**WHAT YOU WILL DO:**
All entries below need to be written out exactly, but without their pictures.

**DATASET EXCERPTS:**

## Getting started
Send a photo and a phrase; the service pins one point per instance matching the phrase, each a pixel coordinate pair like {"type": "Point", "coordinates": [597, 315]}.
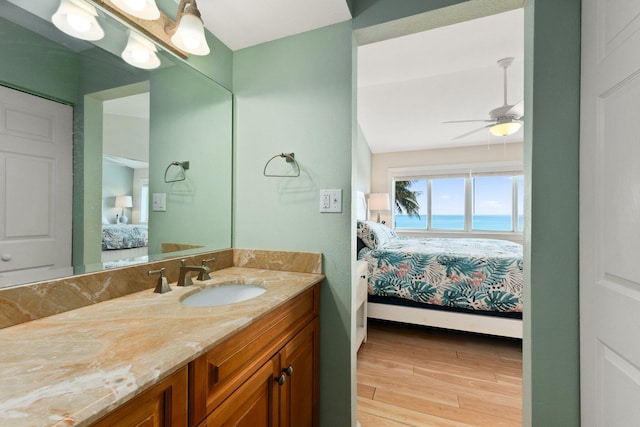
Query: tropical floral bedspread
{"type": "Point", "coordinates": [124, 236]}
{"type": "Point", "coordinates": [476, 274]}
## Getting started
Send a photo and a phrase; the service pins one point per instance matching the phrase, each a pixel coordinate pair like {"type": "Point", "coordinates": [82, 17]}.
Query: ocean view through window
{"type": "Point", "coordinates": [480, 200]}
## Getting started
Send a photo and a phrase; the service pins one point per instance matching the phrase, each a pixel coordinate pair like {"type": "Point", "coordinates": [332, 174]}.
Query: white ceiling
{"type": "Point", "coordinates": [409, 86]}
{"type": "Point", "coordinates": [243, 23]}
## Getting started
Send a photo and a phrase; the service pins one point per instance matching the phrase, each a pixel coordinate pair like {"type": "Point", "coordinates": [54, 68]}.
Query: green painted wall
{"type": "Point", "coordinates": [295, 95]}
{"type": "Point", "coordinates": [191, 120]}
{"type": "Point", "coordinates": [218, 64]}
{"type": "Point", "coordinates": [55, 74]}
{"type": "Point", "coordinates": [551, 359]}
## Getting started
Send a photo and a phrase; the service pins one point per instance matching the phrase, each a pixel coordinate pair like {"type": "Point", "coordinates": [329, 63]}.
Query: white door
{"type": "Point", "coordinates": [610, 213]}
{"type": "Point", "coordinates": [35, 187]}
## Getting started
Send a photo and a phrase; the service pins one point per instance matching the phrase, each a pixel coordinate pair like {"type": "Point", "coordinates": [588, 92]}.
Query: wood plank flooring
{"type": "Point", "coordinates": [416, 376]}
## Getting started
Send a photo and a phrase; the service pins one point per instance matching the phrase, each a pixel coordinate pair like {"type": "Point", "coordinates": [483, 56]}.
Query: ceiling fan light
{"type": "Point", "coordinates": [505, 128]}
{"type": "Point", "coordinates": [78, 19]}
{"type": "Point", "coordinates": [140, 52]}
{"type": "Point", "coordinates": [143, 9]}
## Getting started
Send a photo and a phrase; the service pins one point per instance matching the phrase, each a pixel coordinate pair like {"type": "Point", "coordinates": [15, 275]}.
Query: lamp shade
{"type": "Point", "coordinates": [189, 35]}
{"type": "Point", "coordinates": [140, 52]}
{"type": "Point", "coordinates": [143, 9]}
{"type": "Point", "coordinates": [379, 202]}
{"type": "Point", "coordinates": [124, 201]}
{"type": "Point", "coordinates": [78, 19]}
{"type": "Point", "coordinates": [505, 128]}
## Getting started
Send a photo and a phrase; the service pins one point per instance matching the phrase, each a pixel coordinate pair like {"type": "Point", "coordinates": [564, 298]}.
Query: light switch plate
{"type": "Point", "coordinates": [331, 200]}
{"type": "Point", "coordinates": [159, 202]}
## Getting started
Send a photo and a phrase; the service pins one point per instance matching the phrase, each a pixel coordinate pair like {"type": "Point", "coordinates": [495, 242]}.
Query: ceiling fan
{"type": "Point", "coordinates": [504, 120]}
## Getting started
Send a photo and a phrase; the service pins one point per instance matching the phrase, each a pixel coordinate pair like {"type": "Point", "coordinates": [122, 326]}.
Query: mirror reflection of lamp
{"type": "Point", "coordinates": [379, 202]}
{"type": "Point", "coordinates": [124, 202]}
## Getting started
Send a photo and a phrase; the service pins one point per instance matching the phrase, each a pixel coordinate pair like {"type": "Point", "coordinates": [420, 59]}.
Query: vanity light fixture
{"type": "Point", "coordinates": [183, 36]}
{"type": "Point", "coordinates": [143, 9]}
{"type": "Point", "coordinates": [188, 31]}
{"type": "Point", "coordinates": [78, 19]}
{"type": "Point", "coordinates": [140, 52]}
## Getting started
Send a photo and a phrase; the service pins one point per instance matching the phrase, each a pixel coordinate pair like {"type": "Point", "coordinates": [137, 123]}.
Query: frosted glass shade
{"type": "Point", "coordinates": [140, 52]}
{"type": "Point", "coordinates": [505, 129]}
{"type": "Point", "coordinates": [143, 9]}
{"type": "Point", "coordinates": [189, 35]}
{"type": "Point", "coordinates": [78, 19]}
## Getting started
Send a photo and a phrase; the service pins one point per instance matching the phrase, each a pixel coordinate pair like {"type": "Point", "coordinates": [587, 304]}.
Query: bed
{"type": "Point", "coordinates": [465, 284]}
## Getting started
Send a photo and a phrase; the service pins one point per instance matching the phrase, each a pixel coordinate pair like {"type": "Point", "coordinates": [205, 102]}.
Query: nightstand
{"type": "Point", "coordinates": [361, 303]}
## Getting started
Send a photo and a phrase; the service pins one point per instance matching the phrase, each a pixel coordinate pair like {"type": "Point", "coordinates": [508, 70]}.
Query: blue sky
{"type": "Point", "coordinates": [492, 195]}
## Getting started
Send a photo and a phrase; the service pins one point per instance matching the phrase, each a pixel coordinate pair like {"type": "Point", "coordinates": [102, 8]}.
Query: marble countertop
{"type": "Point", "coordinates": [72, 368]}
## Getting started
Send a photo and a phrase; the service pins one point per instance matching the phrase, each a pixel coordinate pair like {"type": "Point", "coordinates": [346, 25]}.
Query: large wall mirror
{"type": "Point", "coordinates": [103, 164]}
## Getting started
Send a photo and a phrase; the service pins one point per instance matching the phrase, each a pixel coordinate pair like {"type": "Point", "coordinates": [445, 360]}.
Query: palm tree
{"type": "Point", "coordinates": [406, 200]}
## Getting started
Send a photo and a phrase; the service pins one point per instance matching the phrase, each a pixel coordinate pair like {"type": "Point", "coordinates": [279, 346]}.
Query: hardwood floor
{"type": "Point", "coordinates": [415, 376]}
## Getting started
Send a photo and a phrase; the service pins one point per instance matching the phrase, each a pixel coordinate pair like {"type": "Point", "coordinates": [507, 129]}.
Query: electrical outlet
{"type": "Point", "coordinates": [159, 202]}
{"type": "Point", "coordinates": [331, 200]}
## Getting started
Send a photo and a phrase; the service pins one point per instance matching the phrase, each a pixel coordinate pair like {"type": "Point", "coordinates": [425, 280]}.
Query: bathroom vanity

**TASK RESPONSE:**
## Getting started
Send a photo and a phrase; the service pins one point per instance matching the phrase, each a pixel coordinate pair like {"type": "Point", "coordinates": [597, 315]}.
Query: tropical floral bedspread
{"type": "Point", "coordinates": [124, 236]}
{"type": "Point", "coordinates": [476, 274]}
## Getting started
Send a photo and a phrase; the service pins one point per instance matching the phrase, each a pixel coordinate pair like {"type": "Point", "coordinates": [82, 17]}.
Query: ocean view through window
{"type": "Point", "coordinates": [480, 200]}
## Getting started
Send a photo and a phrase; the service pins one point per instance matching the phrase, each a pixel coordinate pair like {"type": "Point", "coordinates": [332, 174]}.
Query: white ceiling
{"type": "Point", "coordinates": [409, 86]}
{"type": "Point", "coordinates": [243, 23]}
## Getting started
Send a photo and a phrase; the service pins one point per instance matching the phrase, each a pixel coordinate pair like {"type": "Point", "coordinates": [54, 68]}.
Query: green painted wall
{"type": "Point", "coordinates": [295, 95]}
{"type": "Point", "coordinates": [191, 120]}
{"type": "Point", "coordinates": [218, 64]}
{"type": "Point", "coordinates": [55, 74]}
{"type": "Point", "coordinates": [551, 359]}
## Getting started
Send a photo and a phrase; the service pins one point per instance matching the phrase, each a pixel coordinate pair like {"type": "Point", "coordinates": [329, 63]}.
Query: white door
{"type": "Point", "coordinates": [610, 213]}
{"type": "Point", "coordinates": [35, 187]}
## Getting started
Send a photo and a phrase; the service pins one point per instance matching the phrase, each a pixel coordinate pair like {"type": "Point", "coordinates": [588, 92]}.
Query: wood plank flooring
{"type": "Point", "coordinates": [416, 376]}
## Getting started
Send a photo and a phrase; the service pins one point per instance matching the phrase, each a pixel coordinate pair like {"type": "Point", "coordinates": [483, 56]}.
Query: ceiling fan light
{"type": "Point", "coordinates": [505, 128]}
{"type": "Point", "coordinates": [78, 19]}
{"type": "Point", "coordinates": [140, 52]}
{"type": "Point", "coordinates": [143, 9]}
## Getting started
Send a photo and a phrase; the service pins one point per instance matching the phrase, each a pixel coordinate pair like {"type": "Point", "coordinates": [15, 275]}.
Query: lamp shade
{"type": "Point", "coordinates": [189, 35]}
{"type": "Point", "coordinates": [140, 52]}
{"type": "Point", "coordinates": [143, 9]}
{"type": "Point", "coordinates": [379, 202]}
{"type": "Point", "coordinates": [124, 201]}
{"type": "Point", "coordinates": [78, 19]}
{"type": "Point", "coordinates": [505, 128]}
## Getting started
Send a photo and a phrase; the service pins one point per instance matching the phrase, each a pixel coordinate pair like {"type": "Point", "coordinates": [564, 298]}.
Query: light switch plate
{"type": "Point", "coordinates": [331, 200]}
{"type": "Point", "coordinates": [159, 202]}
## Getting started
Send a photo and a phrase; the service pins one point per instance matching the phrase, each a pixel coordinate pair like {"type": "Point", "coordinates": [495, 242]}.
Query: ceiling fan
{"type": "Point", "coordinates": [504, 120]}
## Getting started
Send a photo and a phrase; the service pins one point per instance matching the phrase, each a pixel coordinate pair like {"type": "Point", "coordinates": [122, 326]}.
Query: mirror reflection of lamp
{"type": "Point", "coordinates": [379, 202]}
{"type": "Point", "coordinates": [124, 202]}
## Getting started
Send a photo and a phrase; the service pins one point per instance matching the phrase, each a pixel coordinate pair like {"type": "Point", "coordinates": [420, 59]}.
Query: vanity light fixture
{"type": "Point", "coordinates": [183, 36]}
{"type": "Point", "coordinates": [143, 9]}
{"type": "Point", "coordinates": [188, 31]}
{"type": "Point", "coordinates": [78, 19]}
{"type": "Point", "coordinates": [140, 52]}
## Getting started
Send a photo and a phrase; the service pins one point per instance matching the phrase, each a pixel coordinate pair like {"type": "Point", "coordinates": [137, 123]}.
Query: frosted glass shade
{"type": "Point", "coordinates": [140, 52]}
{"type": "Point", "coordinates": [505, 129]}
{"type": "Point", "coordinates": [143, 9]}
{"type": "Point", "coordinates": [189, 35]}
{"type": "Point", "coordinates": [78, 19]}
## Getting started
Send a photo and a phrase; the service pins one point per instance matching the phrase, each a pixel coordinate pair like {"type": "Point", "coordinates": [587, 304]}.
Query: bed
{"type": "Point", "coordinates": [465, 284]}
## Getting started
Send a photo and a phrase; the service pins one point per instance matching the phrase, each a pixel coordinate pair like {"type": "Point", "coordinates": [205, 102]}.
Query: nightstand
{"type": "Point", "coordinates": [361, 303]}
## Getting started
Send a photo and a phrase; the service pins one point per instance matching the phrase, each a pixel coordinate pair like {"type": "Point", "coordinates": [508, 70]}.
Query: blue sky
{"type": "Point", "coordinates": [492, 195]}
## Getting started
Send a photo and a phrase; the service pins one point per instance matching the phrase, each a pixel coordinate pair like {"type": "Point", "coordinates": [102, 8]}.
Query: marble countertop
{"type": "Point", "coordinates": [72, 368]}
## Getting started
Send a photo and a phrase; the service pins one point per instance matching the phrase, each a pixel coordinate pair like {"type": "Point", "coordinates": [346, 25]}.
Query: large wall mirror
{"type": "Point", "coordinates": [103, 164]}
## Getting started
Send a photo and a phrase; the service pins one point per instance matching the phrase, each a pixel coordinate pair like {"type": "Point", "coordinates": [445, 360]}.
Query: palm tree
{"type": "Point", "coordinates": [406, 200]}
## Getting started
Send a photo and a phrase; the service pins one point per instance matching the phrase, each a pixel coordinate pair like {"type": "Point", "coordinates": [279, 346]}.
Query: hardwood floor
{"type": "Point", "coordinates": [415, 376]}
## Getting started
Send a photo and a phrase; the service pins one point per instance matching the phrase, each a pixel coordinate pair like {"type": "Point", "coordinates": [507, 129]}.
Query: electrical outlet
{"type": "Point", "coordinates": [159, 202]}
{"type": "Point", "coordinates": [331, 200]}
## Getting started
Send a photo and a phrase; the service pins one point per instance matching the phrase, each a pixel coordinate pair like {"type": "Point", "coordinates": [425, 280]}.
Query: bathroom vanity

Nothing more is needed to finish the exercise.